### Task goal
Count the lines in the entries below that contain the string "hand", matching case exactly. Give only the number.
** START Available records **
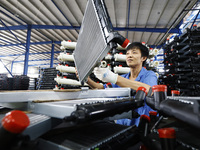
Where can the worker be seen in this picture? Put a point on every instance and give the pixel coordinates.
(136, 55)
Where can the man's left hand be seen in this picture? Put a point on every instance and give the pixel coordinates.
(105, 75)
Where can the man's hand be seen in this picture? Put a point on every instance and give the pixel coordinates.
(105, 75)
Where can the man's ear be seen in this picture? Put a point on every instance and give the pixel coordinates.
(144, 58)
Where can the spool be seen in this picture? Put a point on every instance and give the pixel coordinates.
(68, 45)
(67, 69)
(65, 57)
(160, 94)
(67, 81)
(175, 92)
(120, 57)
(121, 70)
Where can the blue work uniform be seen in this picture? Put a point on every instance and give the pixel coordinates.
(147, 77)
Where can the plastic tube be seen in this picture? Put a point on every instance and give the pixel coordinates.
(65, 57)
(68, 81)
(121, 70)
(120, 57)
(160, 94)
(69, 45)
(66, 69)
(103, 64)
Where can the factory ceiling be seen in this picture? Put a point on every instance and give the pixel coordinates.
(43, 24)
** END Available records **
** START Available records **
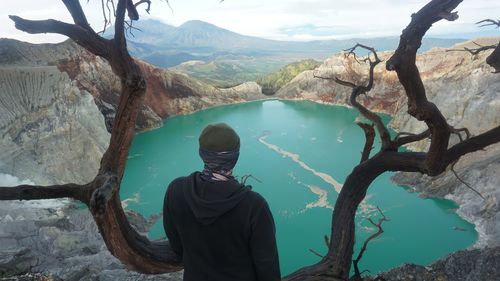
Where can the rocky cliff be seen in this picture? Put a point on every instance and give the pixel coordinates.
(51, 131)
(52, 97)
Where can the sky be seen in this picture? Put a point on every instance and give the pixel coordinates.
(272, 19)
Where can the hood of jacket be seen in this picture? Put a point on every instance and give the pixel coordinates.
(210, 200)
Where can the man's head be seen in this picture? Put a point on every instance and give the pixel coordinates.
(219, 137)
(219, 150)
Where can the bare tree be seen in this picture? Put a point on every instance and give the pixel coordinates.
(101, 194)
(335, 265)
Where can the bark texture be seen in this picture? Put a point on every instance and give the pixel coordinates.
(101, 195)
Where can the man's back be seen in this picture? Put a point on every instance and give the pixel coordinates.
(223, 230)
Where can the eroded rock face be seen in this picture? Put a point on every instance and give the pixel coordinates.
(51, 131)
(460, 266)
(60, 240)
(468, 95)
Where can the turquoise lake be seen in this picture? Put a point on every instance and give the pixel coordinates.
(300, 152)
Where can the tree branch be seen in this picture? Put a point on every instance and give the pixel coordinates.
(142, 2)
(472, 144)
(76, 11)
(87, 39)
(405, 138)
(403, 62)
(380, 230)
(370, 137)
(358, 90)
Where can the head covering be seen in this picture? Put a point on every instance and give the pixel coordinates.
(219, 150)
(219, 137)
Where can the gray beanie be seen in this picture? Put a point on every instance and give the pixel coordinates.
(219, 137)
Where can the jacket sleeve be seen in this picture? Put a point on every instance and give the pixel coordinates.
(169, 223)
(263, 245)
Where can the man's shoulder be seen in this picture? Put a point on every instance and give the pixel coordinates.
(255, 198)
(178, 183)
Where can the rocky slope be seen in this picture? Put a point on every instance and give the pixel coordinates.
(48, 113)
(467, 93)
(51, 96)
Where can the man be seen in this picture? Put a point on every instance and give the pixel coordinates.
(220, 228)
** END Available records **
** START Available records **
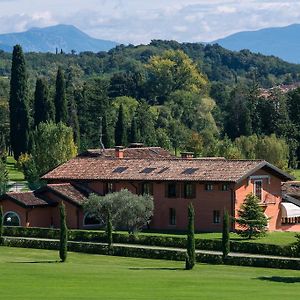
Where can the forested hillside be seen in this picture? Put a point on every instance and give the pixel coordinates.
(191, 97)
** END Available records **
### Exercise answer
2